→ GIVEN EXERCISE
Quote everything from the line containing "blade in the scene depicted above." down to the end of the records, reproducing each line exactly.
## begin DATA RECORDS
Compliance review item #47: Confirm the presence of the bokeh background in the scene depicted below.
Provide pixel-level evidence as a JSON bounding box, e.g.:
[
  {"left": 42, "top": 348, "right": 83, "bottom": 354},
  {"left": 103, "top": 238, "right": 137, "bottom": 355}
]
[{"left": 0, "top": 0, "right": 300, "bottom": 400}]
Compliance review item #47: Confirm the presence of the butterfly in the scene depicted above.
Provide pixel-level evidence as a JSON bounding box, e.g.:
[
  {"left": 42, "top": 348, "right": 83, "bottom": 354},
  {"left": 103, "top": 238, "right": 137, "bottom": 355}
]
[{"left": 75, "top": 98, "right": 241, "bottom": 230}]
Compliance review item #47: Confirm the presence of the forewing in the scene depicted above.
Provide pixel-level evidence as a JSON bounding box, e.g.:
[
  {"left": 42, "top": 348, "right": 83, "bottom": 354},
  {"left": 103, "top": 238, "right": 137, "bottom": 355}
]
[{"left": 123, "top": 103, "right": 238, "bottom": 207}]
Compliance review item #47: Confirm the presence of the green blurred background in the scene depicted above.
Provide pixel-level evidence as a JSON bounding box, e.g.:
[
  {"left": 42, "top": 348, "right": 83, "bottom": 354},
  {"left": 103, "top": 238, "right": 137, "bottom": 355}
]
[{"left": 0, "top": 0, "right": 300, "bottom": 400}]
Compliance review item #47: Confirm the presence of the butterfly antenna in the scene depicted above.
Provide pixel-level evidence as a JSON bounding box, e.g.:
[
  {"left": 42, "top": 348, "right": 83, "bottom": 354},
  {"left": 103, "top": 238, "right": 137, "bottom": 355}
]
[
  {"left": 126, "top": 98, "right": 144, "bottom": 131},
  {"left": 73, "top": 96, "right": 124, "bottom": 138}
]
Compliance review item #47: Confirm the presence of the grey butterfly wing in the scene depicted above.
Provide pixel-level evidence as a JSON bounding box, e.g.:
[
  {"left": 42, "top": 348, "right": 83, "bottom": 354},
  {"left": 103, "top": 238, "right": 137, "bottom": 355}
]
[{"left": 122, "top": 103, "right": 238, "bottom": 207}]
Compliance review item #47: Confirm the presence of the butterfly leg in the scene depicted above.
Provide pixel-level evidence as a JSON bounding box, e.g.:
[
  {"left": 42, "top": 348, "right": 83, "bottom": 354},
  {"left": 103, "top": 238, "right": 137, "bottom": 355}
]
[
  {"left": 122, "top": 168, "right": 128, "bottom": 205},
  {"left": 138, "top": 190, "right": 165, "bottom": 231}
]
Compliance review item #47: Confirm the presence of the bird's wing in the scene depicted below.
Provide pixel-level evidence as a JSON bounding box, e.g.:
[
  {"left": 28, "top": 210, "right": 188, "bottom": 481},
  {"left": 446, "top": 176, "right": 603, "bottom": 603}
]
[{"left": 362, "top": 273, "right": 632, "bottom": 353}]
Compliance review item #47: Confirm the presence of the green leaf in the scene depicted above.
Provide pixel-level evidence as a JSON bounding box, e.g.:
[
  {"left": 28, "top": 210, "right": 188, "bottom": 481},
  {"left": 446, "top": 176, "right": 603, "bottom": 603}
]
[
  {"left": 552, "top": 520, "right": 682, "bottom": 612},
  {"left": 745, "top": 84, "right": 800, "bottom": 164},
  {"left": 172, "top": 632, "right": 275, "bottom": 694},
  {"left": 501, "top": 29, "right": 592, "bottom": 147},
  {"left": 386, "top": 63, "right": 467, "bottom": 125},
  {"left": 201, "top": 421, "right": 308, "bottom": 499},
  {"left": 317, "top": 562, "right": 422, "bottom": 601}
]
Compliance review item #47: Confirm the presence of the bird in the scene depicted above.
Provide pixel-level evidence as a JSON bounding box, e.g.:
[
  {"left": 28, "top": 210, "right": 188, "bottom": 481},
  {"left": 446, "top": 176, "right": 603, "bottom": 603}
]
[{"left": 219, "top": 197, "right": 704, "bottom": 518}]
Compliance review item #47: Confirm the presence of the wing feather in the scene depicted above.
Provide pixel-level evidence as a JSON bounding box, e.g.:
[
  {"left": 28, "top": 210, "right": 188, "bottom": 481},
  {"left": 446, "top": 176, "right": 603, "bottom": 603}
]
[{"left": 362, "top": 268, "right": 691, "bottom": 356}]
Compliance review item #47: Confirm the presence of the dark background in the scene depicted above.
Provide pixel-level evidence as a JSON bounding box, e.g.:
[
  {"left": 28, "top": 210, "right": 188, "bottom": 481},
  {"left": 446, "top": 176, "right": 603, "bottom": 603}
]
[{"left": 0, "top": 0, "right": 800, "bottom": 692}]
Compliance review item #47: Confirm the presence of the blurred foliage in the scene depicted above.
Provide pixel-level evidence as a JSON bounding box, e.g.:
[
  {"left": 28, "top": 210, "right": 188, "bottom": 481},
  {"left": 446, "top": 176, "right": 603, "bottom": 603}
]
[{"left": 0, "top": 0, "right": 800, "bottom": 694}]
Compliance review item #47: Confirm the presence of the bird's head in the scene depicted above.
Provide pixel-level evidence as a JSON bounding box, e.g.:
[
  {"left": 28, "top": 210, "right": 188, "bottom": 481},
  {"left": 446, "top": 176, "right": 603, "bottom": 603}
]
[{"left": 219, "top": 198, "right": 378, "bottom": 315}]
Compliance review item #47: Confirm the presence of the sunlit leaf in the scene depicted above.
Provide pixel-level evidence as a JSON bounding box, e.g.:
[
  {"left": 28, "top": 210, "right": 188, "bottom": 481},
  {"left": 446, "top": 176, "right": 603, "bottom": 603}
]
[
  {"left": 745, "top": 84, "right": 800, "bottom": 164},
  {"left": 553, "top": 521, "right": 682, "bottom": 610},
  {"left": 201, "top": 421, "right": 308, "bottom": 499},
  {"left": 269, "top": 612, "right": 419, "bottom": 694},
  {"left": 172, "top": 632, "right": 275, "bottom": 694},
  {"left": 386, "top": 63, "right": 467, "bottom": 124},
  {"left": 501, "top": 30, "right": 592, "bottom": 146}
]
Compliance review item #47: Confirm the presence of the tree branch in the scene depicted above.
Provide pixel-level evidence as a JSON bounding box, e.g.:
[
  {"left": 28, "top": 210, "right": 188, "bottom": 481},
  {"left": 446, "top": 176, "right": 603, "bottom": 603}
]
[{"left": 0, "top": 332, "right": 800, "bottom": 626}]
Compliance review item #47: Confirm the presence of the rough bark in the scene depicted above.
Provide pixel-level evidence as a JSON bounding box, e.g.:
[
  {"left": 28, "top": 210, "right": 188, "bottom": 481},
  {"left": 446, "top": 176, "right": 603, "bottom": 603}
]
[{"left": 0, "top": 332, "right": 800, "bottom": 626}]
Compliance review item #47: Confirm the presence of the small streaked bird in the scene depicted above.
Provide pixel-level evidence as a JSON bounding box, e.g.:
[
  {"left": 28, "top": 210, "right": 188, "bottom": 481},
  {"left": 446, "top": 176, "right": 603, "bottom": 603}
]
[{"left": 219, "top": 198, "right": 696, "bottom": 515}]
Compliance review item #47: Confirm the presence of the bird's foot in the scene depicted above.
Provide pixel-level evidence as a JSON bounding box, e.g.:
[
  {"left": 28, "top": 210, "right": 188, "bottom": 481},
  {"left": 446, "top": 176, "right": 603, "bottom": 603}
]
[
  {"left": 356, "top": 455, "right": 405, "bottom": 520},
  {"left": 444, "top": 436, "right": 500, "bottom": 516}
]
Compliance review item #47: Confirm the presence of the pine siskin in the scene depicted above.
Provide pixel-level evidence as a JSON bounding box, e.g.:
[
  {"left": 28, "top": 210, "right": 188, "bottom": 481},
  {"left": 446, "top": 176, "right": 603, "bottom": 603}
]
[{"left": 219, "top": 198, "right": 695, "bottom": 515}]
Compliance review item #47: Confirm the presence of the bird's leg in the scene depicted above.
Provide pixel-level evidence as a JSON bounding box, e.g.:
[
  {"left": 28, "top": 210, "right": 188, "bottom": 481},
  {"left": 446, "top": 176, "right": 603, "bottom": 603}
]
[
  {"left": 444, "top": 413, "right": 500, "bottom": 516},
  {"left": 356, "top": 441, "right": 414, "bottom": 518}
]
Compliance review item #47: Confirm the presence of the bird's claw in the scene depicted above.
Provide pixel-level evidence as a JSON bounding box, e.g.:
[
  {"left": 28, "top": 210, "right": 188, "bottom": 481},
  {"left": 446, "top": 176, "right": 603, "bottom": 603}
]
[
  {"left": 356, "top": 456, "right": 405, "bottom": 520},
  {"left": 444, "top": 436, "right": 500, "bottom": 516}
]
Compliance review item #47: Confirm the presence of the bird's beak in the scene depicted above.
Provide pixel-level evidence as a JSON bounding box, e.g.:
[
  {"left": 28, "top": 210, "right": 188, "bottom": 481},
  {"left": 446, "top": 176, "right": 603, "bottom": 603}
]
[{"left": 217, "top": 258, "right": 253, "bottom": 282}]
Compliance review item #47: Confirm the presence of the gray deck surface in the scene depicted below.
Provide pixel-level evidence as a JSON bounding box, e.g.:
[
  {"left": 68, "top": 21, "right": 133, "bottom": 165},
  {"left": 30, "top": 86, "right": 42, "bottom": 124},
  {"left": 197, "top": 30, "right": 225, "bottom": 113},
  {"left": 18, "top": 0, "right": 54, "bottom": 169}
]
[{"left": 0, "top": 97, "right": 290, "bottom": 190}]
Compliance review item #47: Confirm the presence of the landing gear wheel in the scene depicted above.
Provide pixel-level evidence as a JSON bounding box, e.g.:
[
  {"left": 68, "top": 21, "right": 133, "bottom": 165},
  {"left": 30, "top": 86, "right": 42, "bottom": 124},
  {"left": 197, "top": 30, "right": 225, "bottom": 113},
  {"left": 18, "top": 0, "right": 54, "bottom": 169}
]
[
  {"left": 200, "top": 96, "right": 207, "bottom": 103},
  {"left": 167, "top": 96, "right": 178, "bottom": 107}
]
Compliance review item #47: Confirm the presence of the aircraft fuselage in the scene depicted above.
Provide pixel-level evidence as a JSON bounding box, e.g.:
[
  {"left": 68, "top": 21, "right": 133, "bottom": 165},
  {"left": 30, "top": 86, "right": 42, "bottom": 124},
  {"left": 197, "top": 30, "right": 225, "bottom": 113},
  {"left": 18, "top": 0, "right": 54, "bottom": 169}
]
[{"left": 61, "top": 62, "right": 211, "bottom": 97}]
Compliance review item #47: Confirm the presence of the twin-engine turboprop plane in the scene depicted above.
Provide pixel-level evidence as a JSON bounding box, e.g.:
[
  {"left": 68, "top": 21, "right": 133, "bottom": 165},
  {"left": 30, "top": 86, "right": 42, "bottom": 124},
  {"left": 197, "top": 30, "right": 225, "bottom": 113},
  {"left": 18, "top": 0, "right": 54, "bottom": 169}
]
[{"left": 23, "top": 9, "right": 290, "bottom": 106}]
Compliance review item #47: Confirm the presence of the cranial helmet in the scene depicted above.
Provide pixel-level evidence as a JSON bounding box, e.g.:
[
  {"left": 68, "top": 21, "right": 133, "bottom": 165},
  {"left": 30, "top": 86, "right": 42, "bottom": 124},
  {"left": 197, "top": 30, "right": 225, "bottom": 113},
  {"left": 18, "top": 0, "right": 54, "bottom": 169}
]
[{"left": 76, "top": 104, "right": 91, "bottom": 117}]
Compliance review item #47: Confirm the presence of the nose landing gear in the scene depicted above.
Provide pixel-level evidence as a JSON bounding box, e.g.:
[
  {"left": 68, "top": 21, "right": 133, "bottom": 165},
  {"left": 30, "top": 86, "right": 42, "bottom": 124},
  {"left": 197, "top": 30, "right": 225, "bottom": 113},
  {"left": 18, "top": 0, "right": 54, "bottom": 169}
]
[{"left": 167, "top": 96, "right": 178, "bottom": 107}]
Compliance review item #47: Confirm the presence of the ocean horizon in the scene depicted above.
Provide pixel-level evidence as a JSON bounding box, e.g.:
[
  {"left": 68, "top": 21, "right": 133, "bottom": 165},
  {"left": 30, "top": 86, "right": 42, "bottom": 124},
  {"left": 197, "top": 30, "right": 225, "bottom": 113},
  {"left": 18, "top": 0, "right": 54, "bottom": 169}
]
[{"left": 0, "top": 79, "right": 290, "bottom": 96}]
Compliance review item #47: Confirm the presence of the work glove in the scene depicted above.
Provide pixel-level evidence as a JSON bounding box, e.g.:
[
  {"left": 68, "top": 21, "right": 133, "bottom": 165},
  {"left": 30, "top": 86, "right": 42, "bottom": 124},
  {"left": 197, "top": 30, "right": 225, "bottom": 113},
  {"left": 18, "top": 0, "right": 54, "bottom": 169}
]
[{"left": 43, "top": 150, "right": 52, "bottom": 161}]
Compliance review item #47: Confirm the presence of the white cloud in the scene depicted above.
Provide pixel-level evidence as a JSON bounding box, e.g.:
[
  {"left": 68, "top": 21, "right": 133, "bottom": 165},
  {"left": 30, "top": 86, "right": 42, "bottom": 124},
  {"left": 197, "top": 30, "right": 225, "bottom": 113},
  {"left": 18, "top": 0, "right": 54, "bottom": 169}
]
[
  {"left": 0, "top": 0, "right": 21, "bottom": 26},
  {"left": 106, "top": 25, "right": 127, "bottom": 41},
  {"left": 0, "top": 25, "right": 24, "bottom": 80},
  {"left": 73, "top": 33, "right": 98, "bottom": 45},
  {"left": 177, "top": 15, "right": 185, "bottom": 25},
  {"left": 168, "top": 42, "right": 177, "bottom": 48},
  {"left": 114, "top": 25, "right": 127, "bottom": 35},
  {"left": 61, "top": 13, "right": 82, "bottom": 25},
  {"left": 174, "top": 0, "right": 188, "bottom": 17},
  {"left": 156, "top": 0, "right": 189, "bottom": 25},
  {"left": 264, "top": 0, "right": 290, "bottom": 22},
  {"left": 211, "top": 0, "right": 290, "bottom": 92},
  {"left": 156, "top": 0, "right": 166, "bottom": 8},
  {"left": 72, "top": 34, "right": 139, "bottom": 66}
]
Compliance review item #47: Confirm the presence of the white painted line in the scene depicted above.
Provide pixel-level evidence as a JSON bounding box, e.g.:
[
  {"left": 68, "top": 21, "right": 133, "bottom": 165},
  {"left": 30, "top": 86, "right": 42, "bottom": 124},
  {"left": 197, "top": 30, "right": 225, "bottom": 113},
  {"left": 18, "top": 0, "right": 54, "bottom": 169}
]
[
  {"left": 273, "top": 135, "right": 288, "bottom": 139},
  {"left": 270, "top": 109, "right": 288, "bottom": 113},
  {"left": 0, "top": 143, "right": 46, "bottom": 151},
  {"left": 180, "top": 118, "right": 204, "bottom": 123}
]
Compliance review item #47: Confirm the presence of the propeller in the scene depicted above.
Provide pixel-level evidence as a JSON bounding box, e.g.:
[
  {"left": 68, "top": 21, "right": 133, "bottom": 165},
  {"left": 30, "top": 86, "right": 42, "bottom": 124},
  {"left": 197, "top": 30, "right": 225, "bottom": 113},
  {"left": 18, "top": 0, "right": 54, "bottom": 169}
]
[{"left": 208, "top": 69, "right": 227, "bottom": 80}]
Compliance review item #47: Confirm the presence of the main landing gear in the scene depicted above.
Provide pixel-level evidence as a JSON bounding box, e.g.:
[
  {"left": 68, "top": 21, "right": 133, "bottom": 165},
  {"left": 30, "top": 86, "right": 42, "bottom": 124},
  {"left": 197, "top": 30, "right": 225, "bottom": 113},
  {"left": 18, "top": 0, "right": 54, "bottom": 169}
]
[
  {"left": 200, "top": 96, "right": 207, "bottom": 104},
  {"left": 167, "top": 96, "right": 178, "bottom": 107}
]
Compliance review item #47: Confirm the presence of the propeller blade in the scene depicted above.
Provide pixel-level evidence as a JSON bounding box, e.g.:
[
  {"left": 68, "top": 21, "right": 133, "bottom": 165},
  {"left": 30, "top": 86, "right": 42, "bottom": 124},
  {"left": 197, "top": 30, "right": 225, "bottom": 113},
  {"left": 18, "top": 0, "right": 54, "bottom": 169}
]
## end DATA RECORDS
→ ANSWER FOR THIS EXERCISE
Compliance review item #47: Confirm the presence of the propeller blade in the scene depicted above.
Provide pixel-level evidence as a JSON bounding box, e.g.:
[
  {"left": 68, "top": 21, "right": 133, "bottom": 165},
  {"left": 30, "top": 86, "right": 42, "bottom": 124},
  {"left": 197, "top": 30, "right": 225, "bottom": 113},
  {"left": 18, "top": 0, "right": 54, "bottom": 169}
]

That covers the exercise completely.